▶ _Given exercise_: Render the entries from the line holding "Expected: one point per instance of the white" through the end of the entries, inclusive, as a Markdown table with columns "Row" and "Line", skipping blank lines.

▶ _Supplied records_:
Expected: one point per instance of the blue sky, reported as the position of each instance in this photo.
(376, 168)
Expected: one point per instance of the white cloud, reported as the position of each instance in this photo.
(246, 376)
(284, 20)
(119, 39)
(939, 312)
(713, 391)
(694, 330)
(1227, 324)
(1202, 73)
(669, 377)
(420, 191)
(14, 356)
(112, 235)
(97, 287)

▶ _The response_:
| Row | Line |
|---|---|
| 1 | Expected: one point per instance of the white cloud, reported as the position of each instance in this photo. |
| 2 | (246, 376) |
| 3 | (284, 20) |
| 4 | (119, 39) |
| 5 | (939, 312) |
| 6 | (713, 391) |
| 7 | (694, 330) |
| 8 | (1227, 324) |
| 9 | (1202, 73) |
| 10 | (669, 377) |
| 11 | (420, 191) |
| 12 | (14, 356) |
| 13 | (112, 235) |
| 14 | (97, 287) |